- EXERCISE BRIEF -
Rewrite the records from the beginning through the line containing "top-left (322, 363), bottom-right (640, 480)", changing "baseboard" to "skirting board" and keeping everything else the same.

- Items listed in a dataset -
------

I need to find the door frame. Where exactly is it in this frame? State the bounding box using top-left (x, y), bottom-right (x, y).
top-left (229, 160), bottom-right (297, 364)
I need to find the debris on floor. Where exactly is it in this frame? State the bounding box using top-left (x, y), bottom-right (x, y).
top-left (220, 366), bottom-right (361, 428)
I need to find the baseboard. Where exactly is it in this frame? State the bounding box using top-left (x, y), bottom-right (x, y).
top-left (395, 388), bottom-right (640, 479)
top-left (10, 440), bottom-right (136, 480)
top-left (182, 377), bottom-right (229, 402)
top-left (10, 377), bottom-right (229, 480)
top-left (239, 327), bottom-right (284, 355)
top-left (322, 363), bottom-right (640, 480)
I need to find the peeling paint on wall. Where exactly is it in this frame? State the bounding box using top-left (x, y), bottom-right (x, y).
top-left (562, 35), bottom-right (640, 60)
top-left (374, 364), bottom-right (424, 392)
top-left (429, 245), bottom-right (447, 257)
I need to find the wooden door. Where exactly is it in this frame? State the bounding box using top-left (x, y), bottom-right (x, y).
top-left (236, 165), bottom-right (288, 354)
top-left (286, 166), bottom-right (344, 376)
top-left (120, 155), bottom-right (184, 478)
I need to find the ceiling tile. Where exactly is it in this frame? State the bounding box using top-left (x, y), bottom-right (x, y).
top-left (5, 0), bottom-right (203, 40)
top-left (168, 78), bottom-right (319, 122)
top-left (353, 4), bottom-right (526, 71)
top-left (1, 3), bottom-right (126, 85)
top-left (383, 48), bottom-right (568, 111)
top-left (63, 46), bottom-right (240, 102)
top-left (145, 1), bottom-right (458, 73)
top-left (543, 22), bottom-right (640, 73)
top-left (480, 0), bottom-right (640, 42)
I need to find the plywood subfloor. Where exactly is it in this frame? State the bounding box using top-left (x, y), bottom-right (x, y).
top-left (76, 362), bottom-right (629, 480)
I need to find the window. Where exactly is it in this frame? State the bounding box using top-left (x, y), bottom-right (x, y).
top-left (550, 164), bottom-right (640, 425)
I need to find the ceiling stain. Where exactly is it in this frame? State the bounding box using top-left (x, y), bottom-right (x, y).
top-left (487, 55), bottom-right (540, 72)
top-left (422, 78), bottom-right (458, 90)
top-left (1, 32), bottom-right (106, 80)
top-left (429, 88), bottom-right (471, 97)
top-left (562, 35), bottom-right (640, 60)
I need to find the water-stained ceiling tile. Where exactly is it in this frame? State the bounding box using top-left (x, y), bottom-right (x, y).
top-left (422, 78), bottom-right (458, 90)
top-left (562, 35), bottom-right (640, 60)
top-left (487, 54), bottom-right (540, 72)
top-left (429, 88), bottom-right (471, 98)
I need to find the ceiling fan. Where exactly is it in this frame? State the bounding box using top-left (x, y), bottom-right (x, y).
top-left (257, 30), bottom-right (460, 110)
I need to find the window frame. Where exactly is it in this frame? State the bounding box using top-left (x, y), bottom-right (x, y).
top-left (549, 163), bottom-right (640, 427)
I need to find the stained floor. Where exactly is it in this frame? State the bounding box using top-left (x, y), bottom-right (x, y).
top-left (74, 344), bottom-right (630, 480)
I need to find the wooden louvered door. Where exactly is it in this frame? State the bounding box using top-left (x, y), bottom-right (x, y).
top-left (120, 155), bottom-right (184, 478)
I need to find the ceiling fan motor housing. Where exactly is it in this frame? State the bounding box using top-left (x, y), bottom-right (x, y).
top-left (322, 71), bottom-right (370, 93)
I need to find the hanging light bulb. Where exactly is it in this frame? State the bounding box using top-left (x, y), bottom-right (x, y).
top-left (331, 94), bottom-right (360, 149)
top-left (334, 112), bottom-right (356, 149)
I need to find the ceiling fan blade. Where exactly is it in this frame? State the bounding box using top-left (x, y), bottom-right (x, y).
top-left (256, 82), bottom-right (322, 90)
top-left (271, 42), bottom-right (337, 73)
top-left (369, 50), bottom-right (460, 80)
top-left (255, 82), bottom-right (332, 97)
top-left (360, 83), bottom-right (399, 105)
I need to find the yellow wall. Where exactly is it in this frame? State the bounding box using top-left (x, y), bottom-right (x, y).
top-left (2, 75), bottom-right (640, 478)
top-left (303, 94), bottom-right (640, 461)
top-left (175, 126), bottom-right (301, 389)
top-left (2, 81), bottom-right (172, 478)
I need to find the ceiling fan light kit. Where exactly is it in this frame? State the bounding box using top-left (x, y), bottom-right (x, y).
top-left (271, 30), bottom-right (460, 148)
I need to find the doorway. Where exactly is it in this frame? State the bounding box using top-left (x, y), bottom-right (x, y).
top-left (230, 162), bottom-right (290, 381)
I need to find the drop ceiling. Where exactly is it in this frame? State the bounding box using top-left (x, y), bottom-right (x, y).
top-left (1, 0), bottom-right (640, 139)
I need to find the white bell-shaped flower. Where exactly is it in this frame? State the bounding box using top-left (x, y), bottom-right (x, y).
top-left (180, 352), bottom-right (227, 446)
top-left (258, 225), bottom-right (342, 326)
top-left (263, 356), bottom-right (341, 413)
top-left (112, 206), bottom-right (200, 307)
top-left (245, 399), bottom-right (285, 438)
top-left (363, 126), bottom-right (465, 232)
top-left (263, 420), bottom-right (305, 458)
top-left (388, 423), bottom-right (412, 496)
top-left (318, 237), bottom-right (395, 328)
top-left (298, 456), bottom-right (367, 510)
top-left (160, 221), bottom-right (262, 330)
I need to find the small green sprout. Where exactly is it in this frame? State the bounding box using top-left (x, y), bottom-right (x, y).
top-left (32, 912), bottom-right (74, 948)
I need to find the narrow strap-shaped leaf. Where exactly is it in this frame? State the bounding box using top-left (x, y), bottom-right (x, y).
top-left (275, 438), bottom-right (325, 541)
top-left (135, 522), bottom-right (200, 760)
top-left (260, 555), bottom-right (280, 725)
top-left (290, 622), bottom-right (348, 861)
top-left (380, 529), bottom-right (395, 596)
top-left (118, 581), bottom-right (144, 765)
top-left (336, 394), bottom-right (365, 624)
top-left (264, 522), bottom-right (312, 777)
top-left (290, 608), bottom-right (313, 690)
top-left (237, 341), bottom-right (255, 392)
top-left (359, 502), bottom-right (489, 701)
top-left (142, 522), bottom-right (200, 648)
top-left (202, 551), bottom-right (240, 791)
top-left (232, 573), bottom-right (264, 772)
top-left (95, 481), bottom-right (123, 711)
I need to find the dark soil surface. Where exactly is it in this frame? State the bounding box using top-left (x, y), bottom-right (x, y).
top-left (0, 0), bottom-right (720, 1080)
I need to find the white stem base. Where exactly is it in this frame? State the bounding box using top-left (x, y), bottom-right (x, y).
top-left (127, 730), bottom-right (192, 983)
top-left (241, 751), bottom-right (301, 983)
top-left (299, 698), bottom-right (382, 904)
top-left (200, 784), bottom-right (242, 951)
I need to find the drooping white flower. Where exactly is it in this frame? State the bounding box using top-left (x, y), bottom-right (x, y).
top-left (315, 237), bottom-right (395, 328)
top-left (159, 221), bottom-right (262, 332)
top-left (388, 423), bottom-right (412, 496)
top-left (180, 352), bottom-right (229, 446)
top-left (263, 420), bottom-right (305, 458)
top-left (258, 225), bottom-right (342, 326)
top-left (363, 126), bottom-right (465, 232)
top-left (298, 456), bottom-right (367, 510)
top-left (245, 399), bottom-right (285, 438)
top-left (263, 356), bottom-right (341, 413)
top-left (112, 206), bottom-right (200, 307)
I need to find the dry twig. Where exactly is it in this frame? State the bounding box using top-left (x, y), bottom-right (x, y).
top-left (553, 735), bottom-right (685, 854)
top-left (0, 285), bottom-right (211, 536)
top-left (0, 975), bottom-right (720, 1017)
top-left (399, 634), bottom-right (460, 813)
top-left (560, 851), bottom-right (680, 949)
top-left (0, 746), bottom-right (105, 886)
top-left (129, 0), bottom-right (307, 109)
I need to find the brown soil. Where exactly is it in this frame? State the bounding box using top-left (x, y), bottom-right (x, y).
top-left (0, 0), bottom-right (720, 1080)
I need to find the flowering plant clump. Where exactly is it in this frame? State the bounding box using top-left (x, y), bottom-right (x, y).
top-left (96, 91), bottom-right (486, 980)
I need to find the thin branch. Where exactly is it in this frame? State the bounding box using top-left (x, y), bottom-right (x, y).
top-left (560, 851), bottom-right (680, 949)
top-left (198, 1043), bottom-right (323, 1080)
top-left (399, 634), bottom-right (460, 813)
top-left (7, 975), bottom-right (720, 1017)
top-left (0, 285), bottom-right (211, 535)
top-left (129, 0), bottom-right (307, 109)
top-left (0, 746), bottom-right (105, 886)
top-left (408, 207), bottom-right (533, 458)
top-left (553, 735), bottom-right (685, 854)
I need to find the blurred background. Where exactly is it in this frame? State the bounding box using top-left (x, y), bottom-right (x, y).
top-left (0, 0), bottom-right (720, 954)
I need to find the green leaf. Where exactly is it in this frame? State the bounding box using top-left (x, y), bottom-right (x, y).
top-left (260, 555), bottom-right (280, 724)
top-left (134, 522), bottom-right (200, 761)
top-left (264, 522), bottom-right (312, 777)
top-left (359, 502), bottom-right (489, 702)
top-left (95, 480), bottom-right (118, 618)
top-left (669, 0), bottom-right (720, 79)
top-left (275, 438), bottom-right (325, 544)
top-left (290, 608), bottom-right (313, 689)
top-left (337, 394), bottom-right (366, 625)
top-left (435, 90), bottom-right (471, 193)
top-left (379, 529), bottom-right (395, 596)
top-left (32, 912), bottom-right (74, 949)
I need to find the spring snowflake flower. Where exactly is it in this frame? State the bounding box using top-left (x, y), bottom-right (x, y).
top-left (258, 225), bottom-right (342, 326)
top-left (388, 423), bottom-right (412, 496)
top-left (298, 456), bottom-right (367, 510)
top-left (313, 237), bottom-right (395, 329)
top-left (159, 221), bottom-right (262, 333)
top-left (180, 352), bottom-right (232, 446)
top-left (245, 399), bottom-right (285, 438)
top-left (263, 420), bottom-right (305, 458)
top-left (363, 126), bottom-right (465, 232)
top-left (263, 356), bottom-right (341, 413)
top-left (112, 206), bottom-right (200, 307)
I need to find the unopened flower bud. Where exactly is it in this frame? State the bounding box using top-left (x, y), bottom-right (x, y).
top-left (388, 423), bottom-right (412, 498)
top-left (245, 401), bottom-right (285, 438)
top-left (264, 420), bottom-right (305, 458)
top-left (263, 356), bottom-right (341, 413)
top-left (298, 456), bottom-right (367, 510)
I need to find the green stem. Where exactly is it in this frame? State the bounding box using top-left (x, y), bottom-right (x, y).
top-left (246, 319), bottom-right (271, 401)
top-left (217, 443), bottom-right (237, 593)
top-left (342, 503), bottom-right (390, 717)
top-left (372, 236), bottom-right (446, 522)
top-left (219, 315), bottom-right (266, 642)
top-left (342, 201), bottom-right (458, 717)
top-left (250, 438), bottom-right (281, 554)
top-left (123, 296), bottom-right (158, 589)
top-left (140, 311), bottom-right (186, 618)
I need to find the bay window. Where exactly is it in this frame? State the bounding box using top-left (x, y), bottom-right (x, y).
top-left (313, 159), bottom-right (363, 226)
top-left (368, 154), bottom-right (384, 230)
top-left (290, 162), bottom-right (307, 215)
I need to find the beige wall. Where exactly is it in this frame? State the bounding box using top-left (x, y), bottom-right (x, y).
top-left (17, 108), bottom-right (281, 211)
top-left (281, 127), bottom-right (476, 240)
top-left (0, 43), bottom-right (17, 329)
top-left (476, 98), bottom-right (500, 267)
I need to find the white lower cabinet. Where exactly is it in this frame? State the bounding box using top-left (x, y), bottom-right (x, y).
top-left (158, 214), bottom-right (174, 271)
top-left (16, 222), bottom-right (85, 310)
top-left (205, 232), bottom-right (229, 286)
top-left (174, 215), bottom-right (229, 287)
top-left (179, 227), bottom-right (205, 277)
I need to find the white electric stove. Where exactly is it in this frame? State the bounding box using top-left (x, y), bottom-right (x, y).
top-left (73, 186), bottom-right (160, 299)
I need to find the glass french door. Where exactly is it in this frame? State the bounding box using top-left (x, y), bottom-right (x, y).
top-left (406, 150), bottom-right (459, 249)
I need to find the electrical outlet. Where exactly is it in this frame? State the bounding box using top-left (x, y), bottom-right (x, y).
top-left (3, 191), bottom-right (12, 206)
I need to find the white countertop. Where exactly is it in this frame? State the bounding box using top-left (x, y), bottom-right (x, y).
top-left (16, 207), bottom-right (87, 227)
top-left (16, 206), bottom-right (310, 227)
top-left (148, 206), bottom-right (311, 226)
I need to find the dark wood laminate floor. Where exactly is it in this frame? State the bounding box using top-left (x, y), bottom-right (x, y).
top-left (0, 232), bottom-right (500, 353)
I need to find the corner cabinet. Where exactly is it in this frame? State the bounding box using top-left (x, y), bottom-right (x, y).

------

- SOLUTION FOR THIS TASK -
I need to find the door frame. Where exactly is it in this frame? State the bounding box using top-left (x, y), bottom-right (x, y).
top-left (229, 160), bottom-right (297, 364)
I need to find the debris on floor. Where exactly is it in this frame? State the bounding box using top-left (x, y), bottom-right (x, y).
top-left (220, 366), bottom-right (361, 428)
I need to find the skirting board. Where exactly is it in this frame? State the bounding box using top-left (x, y), bottom-right (x, y).
top-left (395, 388), bottom-right (640, 479)
top-left (10, 440), bottom-right (136, 480)
top-left (182, 377), bottom-right (229, 402)
top-left (10, 377), bottom-right (229, 480)
top-left (239, 327), bottom-right (284, 355)
top-left (322, 363), bottom-right (640, 480)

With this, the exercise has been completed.